#### PASSAGE
++++++++

P747 Microbial communities of Crohn’s disease aphtous ulcers
C. O’Brien*1, 2, D. Gordon3, P. Pavli1, 2
1Canberra Hospital, Gastroenterology and Hepatology Unit, Canberra, Australia, 2Australian National University, Medical school, Canberra, Australia, 3Australian National University, Research School of Biology, Canberra, Australia
Crohn’s disease (CD) is thought to be associated with a bacterial imbalance (dysbiosis) and reduced intestinal microbial diversity. A decreased abundance of the butyrate-producing microorganism, Faecalibacterium prausnitzii, is commonly observed. The majority of these studies used samples from established disease. The earliest mucosal lesions in CD, aphtous ulcers, overlie the classical site of luminal antigen sampling: Peyer’s patches in the small bowel and lymphoid follicles in the large bowel. The aim of our study was to compare the microbial communities of aphtous ulcers and adjacent mucosa with the mucosa from healthy controls.
Aphtous ulcers (n = 12) and adjacent normal mucosal biopsies (n = 12) were obtained from CD patients. Age- and location-matched mucosal biopsies were obtained from healthy controls (n = 12). DNA was extracted using Qiagen kits, with lysozyme and bead-beating steps. DNA was amplified using barcoded universal bacterial primers targeting the V3-V4 region of the 16S rRNA gene, and sequenced using a Roche 454 high-throughput sequencer. Sequences were analysed in Mothur, and statistics performed in PAST and JMP (v.9).
We did not observe bacterial imbalance in the majority of biopsies from CD patients, including aphtous ulcers. In contrast, reduced diversity was a feature of aphtous ulcers, and the adjacent mucosa, but not mucosa from healthy controls. Four bacterial taxa were common to all aphtous ulcers and adjacent mucosal biopsies (Bacteroides, unclassified Lachnospiraceae, Lachnospiraceae, and an unclassified bacterium). Faecalibacterium was not reduced in aphtous ulcers and adjacent mucosa relative to control tissues, averaging 14% in relative abundance.
Microbial communities of aphtous ulcers show evidence of reduced diversity but do not display features of bacterial imbalance, a common finding in late-stage CD. Faecalibacterium may be depleted as the disease progresses.

++++++++

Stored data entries
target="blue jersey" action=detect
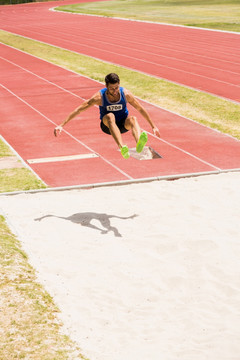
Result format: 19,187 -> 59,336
99,86 -> 128,121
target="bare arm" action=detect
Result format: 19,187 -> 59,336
125,89 -> 160,137
54,92 -> 101,136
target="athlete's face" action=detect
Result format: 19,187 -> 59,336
107,83 -> 120,96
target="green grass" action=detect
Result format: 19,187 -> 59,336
0,167 -> 46,193
0,31 -> 240,139
0,216 -> 84,360
0,139 -> 13,157
56,0 -> 240,32
0,139 -> 46,193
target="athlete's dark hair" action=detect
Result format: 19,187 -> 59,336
105,73 -> 120,85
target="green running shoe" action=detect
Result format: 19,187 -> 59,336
136,131 -> 148,153
121,145 -> 130,159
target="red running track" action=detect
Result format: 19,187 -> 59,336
0,44 -> 240,187
0,0 -> 240,102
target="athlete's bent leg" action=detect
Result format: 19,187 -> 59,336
102,113 -> 130,159
124,116 -> 141,143
124,116 -> 148,153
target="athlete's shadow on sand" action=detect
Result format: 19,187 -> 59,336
34,212 -> 138,237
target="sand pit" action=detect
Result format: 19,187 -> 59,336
0,172 -> 240,360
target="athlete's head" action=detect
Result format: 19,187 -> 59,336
105,73 -> 120,86
105,73 -> 120,97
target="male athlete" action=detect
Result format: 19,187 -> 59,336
54,73 -> 160,159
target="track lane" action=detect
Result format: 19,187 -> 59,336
1,1 -> 240,102
0,45 -> 240,186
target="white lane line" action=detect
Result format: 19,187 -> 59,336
27,153 -> 98,164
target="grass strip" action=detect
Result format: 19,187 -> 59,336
0,139 -> 46,193
56,0 -> 240,32
0,216 -> 84,360
0,31 -> 240,139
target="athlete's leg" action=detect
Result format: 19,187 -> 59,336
102,113 -> 130,159
102,113 -> 123,149
124,116 -> 148,153
124,116 -> 141,143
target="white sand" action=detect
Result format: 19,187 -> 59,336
0,173 -> 240,360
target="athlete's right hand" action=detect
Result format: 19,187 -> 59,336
54,125 -> 63,136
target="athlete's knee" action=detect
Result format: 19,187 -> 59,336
129,116 -> 137,128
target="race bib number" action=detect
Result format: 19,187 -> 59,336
107,104 -> 122,111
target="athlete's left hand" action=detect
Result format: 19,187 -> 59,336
153,126 -> 161,137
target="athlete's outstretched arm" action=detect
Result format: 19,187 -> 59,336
54,92 -> 101,136
125,89 -> 160,137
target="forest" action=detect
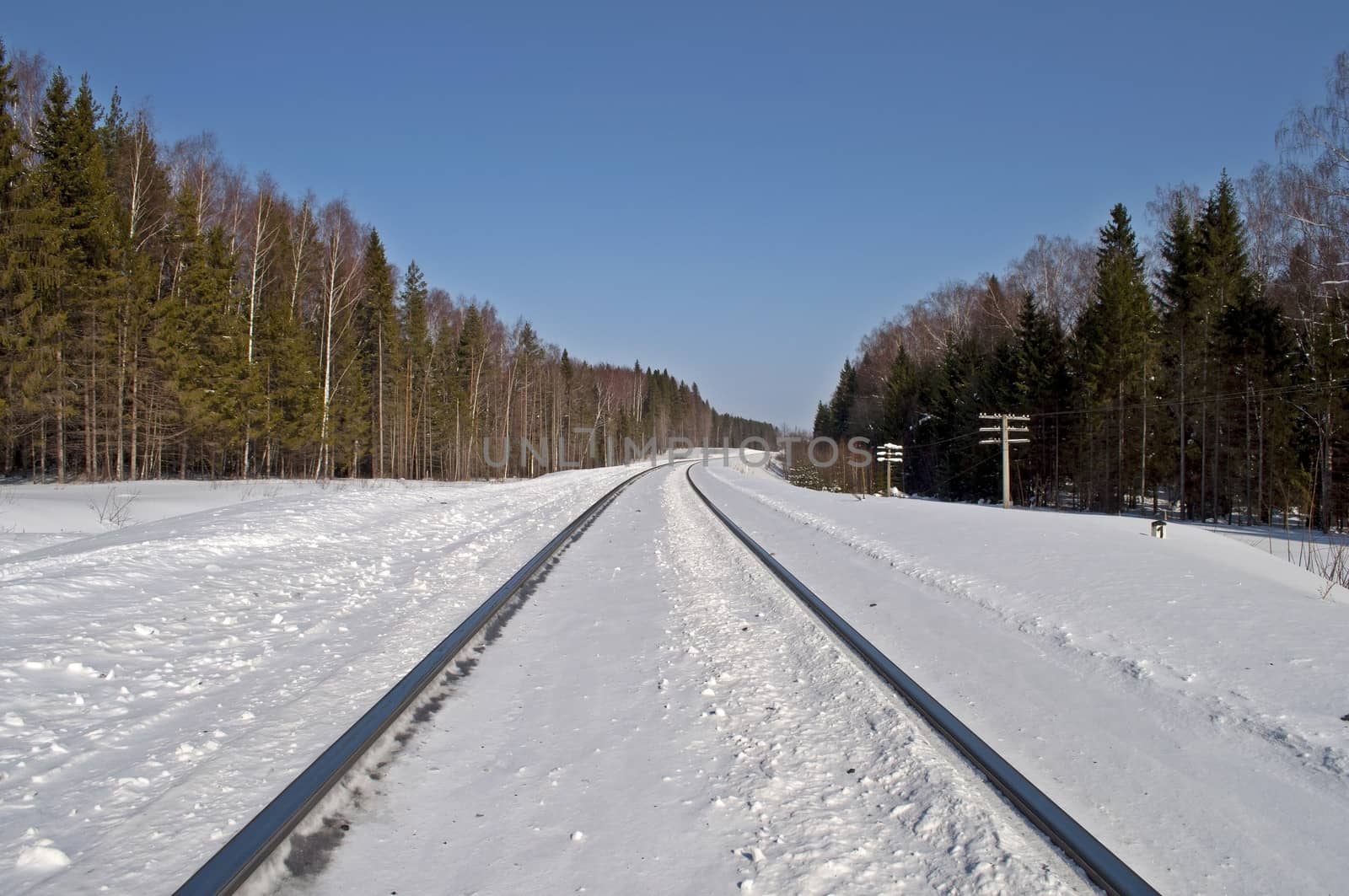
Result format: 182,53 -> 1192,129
0,43 -> 776,482
814,52 -> 1349,529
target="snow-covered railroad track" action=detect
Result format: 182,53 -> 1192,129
685,465 -> 1158,896
175,467 -> 674,896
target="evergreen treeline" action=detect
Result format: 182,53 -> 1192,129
0,43 -> 774,482
814,54 -> 1349,528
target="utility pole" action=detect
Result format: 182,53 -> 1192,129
875,441 -> 904,496
980,414 -> 1030,507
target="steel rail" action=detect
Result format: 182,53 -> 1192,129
688,464 -> 1158,896
174,462 -> 685,896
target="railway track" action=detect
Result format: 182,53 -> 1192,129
169,464 -> 1155,896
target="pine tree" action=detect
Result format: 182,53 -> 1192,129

++++++++

#### PROBLEM SET
a) From the Crohn's disease abstract, copy word for word the portion starting with "Microbial communities of aphtous ulcers show" and going on through "the disease progresses.".
b) Using the Crohn's disease abstract, answer each question briefly:
(i) How many aphtous ulcer biopsies were obtained from CD patients?
(ii) Which region of the 16S rRNA gene did the barcoded primers target?
(iii) What was the average relative abundance of Faecalibacterium in aphtous ulcers and adjacent mucosa?

#### TASK-BY-TASK RESULTS
a)
Microbial communities of aphtous ulcers show evidence of reduced diversity but do not display features of bacterial imbalance, a common finding in late-stage CD. Faecalibacterium may be depleted as the disease progresses.

b)
(i) 12
(ii) The V3-V4 region
(iii) 14%